The phenotypic features of a patient were translated into HPO terms, which were used as input to GADO. Here, we only used features reported in the medical records prior to the molecular diagnosis. If any of the HPO terms did not have significant predictive power, the parent terms were used. From the resulting list of ranked genes, the known disease genes harboring a potentially causative variant were selected. Next, we determined the rank of the gene with the known causative variant among the selected genes. If a patient harbored multiple causative variants in different genes, the median rank of these genes was reported (Supplementary Table 1).

Unsolved cases cohorts

In addition to the patients with a known genetic diagnosis, we tested 61 unsolved cases (Supplementary Table 2). These are patients with mainly cardiomyopathies or developmental delay. All patients were previously investigated using exome sequencing, by analyzing a gene panel appropriate for their phenotype. To allow discovery of potential novel disease genes, we used GADO to rank genes with candidate variants that are identified using GAVIN. For genes with a prioritization Z-score ≥ 5, a literature search for supporting evidence was performed to assess whether these genes are likely candidate genes.

Variant calling and processing of benchmark samples

The solved and unsolved samples were processed in the following manner. For variant calling, we used the available WES or WGS data from patients with and without genetic diagnosis. These samples were genotyped using a relatively standard BWA and GATK pipeline. For a detailed description of the genotype pipeline see: https://molgenis.gitbooks.io/ngs_dna/ (version 3.4.0). For the WGS samples, we confined our analysis to the exome. For variant annotation, we used GAVIN to annotate our variants to obtain a list of candidate variants. GAVIN prioritizes genes based on, among other factors, minor allele frequency and gene-recalibrated CADD scores (for details see29).

(Data for grounding referring expressions)
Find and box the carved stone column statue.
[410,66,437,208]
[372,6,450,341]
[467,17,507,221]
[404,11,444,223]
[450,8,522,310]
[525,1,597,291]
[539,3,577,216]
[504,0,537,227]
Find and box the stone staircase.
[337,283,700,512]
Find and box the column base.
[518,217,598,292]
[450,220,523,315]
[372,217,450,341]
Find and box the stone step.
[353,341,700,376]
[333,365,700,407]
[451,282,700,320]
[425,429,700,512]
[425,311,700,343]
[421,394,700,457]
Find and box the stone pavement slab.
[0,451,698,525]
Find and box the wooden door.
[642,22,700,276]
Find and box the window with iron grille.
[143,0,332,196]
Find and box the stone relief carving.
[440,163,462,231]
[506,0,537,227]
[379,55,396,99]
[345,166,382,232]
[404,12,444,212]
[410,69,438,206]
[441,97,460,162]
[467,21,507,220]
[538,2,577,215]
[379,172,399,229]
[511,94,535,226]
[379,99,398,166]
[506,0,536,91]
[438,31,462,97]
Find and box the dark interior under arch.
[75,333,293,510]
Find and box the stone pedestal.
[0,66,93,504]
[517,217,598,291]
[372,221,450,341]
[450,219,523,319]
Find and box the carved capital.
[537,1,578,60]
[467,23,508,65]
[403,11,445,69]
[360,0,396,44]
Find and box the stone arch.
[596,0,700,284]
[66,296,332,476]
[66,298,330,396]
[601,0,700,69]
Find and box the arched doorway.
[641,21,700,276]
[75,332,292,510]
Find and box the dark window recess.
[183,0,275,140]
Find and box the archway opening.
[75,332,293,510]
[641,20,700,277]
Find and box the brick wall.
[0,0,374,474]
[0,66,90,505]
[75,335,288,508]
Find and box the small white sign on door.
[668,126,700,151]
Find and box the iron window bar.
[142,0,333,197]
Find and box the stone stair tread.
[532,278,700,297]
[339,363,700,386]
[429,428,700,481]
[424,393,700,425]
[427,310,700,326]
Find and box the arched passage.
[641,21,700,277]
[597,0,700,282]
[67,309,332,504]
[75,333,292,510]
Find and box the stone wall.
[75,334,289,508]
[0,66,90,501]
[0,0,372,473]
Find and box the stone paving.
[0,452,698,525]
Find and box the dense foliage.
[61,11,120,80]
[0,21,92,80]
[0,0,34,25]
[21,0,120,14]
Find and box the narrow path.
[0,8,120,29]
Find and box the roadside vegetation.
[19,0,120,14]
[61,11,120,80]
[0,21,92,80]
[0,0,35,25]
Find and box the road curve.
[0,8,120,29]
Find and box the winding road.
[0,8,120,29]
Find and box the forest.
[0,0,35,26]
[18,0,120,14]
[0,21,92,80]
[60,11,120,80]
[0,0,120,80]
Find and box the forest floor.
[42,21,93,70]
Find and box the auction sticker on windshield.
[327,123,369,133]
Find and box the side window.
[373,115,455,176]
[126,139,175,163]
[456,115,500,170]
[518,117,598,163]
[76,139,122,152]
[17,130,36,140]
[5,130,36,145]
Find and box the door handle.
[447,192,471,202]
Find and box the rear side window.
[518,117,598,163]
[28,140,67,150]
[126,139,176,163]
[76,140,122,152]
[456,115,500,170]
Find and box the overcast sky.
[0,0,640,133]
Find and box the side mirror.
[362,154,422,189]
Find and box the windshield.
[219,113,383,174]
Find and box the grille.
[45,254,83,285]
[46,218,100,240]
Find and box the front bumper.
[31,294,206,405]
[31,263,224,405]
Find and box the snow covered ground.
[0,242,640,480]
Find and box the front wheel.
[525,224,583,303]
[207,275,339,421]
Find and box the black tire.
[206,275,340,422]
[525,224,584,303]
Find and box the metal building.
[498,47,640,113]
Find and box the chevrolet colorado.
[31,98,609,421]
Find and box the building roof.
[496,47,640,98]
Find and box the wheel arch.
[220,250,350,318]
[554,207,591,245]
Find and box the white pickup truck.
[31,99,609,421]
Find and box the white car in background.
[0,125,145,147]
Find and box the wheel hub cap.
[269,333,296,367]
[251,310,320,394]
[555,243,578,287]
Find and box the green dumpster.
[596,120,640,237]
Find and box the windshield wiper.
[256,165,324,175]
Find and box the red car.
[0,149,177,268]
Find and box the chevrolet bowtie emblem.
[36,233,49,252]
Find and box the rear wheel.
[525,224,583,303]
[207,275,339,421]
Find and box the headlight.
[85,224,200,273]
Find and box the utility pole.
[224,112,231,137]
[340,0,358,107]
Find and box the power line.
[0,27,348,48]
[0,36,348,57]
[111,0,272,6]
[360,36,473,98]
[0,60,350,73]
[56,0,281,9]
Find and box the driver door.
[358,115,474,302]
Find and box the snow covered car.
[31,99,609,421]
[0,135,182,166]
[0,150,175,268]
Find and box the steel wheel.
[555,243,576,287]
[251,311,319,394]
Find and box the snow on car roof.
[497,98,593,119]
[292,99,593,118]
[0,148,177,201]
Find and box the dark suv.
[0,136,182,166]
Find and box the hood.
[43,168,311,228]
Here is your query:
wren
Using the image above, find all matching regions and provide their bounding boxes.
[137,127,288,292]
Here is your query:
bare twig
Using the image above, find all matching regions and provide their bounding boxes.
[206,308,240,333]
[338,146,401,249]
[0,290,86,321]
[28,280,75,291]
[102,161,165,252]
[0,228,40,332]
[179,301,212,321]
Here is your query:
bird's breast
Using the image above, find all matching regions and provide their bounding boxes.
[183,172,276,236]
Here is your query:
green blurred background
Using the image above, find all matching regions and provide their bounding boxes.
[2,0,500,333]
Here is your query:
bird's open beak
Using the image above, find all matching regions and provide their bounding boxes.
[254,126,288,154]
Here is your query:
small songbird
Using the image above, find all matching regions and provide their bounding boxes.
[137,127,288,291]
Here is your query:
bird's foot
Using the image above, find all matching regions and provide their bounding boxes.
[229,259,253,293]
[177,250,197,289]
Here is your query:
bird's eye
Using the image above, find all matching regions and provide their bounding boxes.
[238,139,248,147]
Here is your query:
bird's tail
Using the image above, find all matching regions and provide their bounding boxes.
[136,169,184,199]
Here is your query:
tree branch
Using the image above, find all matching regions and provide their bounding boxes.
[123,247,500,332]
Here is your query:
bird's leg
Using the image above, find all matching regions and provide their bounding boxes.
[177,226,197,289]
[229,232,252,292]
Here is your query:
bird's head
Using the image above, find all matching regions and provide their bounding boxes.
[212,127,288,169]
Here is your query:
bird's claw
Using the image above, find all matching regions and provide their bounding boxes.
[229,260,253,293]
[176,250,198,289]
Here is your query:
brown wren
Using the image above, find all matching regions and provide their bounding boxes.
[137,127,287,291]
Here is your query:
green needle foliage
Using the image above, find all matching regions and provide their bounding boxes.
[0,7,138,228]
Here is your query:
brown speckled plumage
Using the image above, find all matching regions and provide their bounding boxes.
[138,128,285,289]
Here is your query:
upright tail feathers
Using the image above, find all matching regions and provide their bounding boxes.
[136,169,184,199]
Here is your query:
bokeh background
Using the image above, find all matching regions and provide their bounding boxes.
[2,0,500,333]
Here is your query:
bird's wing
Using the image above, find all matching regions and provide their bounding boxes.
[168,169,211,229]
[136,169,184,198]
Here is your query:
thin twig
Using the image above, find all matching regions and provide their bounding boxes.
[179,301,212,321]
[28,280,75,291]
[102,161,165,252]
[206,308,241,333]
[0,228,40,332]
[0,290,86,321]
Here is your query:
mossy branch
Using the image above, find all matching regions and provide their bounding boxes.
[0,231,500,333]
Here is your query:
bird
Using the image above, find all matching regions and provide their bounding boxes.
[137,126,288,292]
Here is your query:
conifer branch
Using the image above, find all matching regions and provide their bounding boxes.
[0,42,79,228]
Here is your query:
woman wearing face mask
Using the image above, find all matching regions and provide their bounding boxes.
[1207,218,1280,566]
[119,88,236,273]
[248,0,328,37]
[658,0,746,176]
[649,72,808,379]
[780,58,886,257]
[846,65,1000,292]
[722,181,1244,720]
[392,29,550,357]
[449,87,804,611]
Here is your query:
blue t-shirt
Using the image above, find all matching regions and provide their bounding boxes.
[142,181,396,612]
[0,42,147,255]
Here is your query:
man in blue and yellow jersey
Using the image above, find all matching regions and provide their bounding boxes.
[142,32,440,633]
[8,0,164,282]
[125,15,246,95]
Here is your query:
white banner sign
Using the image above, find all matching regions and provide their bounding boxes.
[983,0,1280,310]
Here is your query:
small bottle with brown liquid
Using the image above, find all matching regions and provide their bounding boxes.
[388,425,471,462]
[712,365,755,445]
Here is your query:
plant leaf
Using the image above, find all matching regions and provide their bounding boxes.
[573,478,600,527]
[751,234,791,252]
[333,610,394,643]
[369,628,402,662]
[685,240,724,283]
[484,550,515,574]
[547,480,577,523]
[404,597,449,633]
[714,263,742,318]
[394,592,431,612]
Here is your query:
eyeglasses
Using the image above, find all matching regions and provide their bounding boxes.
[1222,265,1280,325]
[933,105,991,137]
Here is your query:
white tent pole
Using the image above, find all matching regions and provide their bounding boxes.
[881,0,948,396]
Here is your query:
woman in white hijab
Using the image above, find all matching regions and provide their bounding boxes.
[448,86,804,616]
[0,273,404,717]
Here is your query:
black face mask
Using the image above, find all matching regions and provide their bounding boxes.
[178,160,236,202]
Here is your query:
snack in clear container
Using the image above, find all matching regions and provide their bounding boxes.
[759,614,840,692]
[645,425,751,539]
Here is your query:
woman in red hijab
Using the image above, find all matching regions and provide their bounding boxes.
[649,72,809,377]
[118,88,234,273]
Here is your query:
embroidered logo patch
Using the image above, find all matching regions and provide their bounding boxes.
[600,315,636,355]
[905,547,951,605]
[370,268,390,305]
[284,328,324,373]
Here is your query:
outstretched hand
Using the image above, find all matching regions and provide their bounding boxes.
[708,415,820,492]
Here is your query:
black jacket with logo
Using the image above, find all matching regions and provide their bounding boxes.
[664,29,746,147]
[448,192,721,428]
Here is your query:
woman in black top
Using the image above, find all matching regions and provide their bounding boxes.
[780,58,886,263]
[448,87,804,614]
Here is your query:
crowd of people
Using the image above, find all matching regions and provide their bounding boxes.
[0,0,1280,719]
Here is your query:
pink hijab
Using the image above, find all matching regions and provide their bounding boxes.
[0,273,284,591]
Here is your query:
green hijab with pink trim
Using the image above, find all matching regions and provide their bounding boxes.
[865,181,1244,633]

• _WHAT YOU WILL DO_:
1. Decide whether each statement agrees with the methods passage, answering yes or no and quoting the words of the passage that settle it. (a) GADO was used to rank genes in 61 unsolved cases. (b) For the WGS samples, the analysis was restricted to the exome. (c) Genes with a prioritization Z-score ≥ 5 were checked by laboratory experiments.
2. According to the methods passage, what happened when an HPO term lacked significant predictive power?

• _TASK RESPONSES_:
1.
(a) Yes: "we tested 61 unsolved cases" and "we used GADO to rank genes with candidate variants that are identified using GAVIN."
(b) Yes: "For the WGS samples, we confined our analysis to the exome."
(c) No: "For genes with a prioritization Z-score ≥ 5, a literature search for supporting evidence was performed to assess whether these genes are likely candidate genes."

2. Its parent terms were used instead.